> **作業内容**
A - 本文で私学事業団は、部門の募集停止を「スムーズに」行うよう求めています。この「スムーズに」はどういう意味だと説明されていますか。
B - 本文のうち、「2.理事会が、文科省または私」から「どと言っているわけではない。」までの部分を一字一句そのまま書き写してください。

2.理事会が、文科省または私学事業団から赤字部門の閉鎖や人件費削減を指導されたとして、教職員に説明すらせず一方的にそれらを実施するなどの問題が生じていることについて

<文科省の見解>
○文科省は、けっしてそういう指導はしていない。もちろん、収入が改善できなければ収支バランスを取るために支出を抑制することを考えなければいけですよ、ちなみに一人当たり人件費は平均と比べてこうですよというような説明はしているが、それが現場には人件費削減を指導されたと伝わっているならば、そのような誤解を生む指導内容とならないように留意していきたい。

<私学事業団の見解>
○事業団は、経営状態が悪化している状態をデータで分析して、このまま行ってはいけないですよという助言をしている。ただ募集停止すればいいなどと言っているわけではない。
○経営が立ち行かなくなった段階で、続けるのかやめるのか二者択一を迫られたとき、続けるのであれば相応の体質に作り変えなさいといわざるを得ない。学生増など収入を増やすことはもちろんだが、同時に支出も抑制しなければならない。一方、続けられない場合もある。複数の学校を設置してどの部門も赤字になっていて、そのままでいけば共倒れになる場合が多い。そのときはどの部門を残すべきか決めて、それ以外の部門はできるだけスムーズに募集停止しなさいと言う。スムーズにというのは、学生の転学だとか教職員への対応などで金が必要なので、余力があるうちにできるだけ早く閉鎖するようにという意味だ。少なくとも先々どうするか見通しを出して、改善計画に盛り込むように理事会に要請している。

枠付き写真ラベル
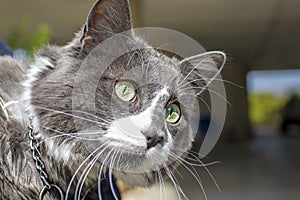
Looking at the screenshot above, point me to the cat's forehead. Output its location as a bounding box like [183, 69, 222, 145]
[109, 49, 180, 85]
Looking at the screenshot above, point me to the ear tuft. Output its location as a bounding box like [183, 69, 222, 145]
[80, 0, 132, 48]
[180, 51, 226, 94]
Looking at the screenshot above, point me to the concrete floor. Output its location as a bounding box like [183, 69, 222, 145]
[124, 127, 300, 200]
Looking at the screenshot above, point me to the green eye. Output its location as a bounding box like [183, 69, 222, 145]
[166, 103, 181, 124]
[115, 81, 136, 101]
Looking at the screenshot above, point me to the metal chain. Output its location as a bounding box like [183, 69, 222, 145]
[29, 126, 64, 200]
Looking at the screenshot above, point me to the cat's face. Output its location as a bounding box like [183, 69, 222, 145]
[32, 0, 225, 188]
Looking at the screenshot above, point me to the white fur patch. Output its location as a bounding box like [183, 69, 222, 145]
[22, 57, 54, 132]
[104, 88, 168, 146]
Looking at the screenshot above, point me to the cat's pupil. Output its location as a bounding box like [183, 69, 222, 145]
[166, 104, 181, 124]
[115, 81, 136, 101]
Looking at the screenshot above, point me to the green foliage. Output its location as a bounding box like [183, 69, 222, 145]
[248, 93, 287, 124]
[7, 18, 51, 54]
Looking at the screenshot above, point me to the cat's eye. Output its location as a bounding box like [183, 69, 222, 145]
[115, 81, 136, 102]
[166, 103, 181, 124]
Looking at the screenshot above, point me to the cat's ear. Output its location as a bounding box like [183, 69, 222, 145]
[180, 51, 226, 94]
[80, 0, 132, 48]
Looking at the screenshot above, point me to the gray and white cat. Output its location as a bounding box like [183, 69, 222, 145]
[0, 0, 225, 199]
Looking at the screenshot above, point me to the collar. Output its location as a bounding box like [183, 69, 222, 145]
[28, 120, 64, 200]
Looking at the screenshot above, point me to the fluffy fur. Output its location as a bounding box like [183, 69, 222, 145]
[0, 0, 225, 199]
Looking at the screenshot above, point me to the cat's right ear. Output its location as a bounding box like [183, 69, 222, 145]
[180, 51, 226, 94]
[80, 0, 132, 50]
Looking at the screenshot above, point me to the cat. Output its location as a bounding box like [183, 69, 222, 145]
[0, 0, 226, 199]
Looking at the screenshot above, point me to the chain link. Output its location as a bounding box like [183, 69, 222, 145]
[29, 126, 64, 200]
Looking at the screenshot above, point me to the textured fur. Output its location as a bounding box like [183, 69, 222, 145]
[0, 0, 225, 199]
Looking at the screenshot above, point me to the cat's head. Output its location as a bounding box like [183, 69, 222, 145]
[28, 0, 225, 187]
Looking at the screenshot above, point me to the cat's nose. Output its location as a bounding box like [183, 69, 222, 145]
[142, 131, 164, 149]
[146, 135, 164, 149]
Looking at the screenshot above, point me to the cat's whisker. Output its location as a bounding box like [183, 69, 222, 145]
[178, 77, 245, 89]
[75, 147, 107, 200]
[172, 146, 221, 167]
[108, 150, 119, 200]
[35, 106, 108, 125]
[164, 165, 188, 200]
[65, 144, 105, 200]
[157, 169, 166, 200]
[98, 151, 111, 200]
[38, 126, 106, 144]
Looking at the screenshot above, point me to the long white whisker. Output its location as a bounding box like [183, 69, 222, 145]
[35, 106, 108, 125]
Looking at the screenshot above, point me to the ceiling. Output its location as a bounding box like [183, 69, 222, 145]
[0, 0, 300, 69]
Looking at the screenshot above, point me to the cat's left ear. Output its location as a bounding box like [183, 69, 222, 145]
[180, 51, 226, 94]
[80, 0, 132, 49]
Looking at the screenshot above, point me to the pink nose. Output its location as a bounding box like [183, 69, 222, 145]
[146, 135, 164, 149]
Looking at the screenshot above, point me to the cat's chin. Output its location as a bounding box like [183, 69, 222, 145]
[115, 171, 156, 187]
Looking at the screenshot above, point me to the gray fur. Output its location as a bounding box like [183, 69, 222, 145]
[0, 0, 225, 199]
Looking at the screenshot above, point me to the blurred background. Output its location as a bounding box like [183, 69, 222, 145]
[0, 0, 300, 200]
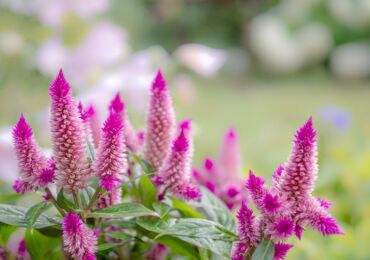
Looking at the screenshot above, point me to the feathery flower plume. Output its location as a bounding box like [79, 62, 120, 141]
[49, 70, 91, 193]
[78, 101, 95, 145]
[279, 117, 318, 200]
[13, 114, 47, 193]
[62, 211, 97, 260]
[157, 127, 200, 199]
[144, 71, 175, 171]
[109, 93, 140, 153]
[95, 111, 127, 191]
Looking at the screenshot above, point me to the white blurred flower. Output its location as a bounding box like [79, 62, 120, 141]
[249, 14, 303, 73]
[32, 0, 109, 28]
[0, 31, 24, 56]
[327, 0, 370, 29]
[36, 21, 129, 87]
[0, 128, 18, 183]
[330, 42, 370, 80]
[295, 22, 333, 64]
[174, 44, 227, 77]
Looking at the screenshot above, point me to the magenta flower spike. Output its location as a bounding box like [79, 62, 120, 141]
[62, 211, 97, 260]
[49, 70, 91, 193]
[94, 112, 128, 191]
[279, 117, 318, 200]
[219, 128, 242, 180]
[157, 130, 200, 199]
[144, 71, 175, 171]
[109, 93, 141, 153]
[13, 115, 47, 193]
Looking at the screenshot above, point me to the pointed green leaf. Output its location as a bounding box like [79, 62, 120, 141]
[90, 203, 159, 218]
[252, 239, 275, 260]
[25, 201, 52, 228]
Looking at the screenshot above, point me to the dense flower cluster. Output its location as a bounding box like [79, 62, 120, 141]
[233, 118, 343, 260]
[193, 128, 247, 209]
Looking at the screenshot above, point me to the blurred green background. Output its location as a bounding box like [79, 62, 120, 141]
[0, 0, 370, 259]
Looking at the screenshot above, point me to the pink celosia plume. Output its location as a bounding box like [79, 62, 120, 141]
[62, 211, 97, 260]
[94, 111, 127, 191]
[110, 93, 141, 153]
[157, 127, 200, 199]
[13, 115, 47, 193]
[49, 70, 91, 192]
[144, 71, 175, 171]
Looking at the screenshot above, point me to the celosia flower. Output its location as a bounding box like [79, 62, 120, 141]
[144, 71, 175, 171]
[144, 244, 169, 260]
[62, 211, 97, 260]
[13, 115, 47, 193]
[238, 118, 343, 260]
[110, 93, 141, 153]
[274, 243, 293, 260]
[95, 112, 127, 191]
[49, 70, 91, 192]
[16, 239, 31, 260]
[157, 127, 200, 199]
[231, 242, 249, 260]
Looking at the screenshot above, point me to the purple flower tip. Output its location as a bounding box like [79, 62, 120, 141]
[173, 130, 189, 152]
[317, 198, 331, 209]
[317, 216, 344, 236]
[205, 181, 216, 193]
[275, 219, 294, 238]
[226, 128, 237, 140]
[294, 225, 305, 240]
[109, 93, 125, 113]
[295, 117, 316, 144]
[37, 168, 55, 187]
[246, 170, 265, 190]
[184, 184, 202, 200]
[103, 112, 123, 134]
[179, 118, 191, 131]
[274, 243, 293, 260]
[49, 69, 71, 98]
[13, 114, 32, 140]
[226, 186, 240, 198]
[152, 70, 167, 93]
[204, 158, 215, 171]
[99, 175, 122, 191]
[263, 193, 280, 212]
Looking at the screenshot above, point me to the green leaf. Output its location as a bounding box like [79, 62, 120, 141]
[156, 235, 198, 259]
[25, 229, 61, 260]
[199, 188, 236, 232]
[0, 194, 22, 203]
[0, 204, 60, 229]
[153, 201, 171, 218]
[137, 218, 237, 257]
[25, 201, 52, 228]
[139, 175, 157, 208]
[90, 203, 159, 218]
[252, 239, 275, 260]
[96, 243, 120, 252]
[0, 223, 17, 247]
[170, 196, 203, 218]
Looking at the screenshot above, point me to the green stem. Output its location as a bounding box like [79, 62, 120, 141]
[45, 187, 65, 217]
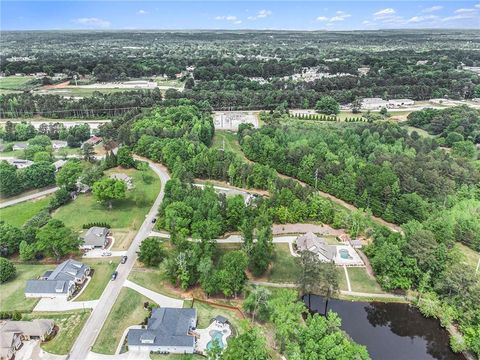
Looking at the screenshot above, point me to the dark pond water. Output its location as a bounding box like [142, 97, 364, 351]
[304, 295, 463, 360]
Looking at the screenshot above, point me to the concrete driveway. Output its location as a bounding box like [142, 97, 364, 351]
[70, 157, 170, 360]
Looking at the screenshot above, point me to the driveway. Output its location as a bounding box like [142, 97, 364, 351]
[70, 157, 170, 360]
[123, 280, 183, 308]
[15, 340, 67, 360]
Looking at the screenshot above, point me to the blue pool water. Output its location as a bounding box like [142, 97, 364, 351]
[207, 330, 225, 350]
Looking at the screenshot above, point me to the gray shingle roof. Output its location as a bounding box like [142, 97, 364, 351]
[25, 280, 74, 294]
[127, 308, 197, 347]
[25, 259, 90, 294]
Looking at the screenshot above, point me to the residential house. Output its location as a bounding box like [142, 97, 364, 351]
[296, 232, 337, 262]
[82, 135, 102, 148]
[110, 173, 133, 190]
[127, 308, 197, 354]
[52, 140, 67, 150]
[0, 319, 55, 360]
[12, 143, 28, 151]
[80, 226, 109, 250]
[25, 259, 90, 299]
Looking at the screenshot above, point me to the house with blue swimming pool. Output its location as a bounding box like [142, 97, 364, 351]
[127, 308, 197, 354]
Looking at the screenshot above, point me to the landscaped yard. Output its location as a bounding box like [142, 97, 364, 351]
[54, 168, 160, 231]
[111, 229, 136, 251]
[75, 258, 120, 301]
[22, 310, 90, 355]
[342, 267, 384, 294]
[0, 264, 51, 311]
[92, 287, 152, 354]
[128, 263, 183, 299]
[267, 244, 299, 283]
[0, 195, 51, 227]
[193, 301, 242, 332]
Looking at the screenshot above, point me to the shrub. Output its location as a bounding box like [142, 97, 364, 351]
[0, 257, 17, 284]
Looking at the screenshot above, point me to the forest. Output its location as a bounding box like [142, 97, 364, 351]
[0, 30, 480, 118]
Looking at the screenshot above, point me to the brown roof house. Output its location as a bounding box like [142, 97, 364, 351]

> **演習結果**
A - 学生の転学や教職員への対応などで金が必要なため、余力があるうちにできるだけ早く閉鎖するようにという意味です。

B -
2.理事会が、文科省または私学事業団から赤字部門の閉鎖や人件費削減を指導されたとして、教職員に説明すらせず一方的にそれらを実施するなどの問題が生じていることについて

<文科省の見解>
○文科省は、けっしてそういう指導はしていない。もちろん、収入が改善できなければ収支バランスを取るために支出を抑制することを考えなければいけですよ、ちなみに一人当たり人件費は平均と比べてこうですよというような説明はしているが、それが現場には人件費削減を指導されたと伝わっているならば、そのような誤解を生む指導内容とならないように留意していきたい。

<私学事業団の見解>
○事業団は、経営状態が悪化している状態をデータで分析して、このまま行ってはいけないですよという助言をしている。ただ募集停止すればいいなどと言っているわけではない。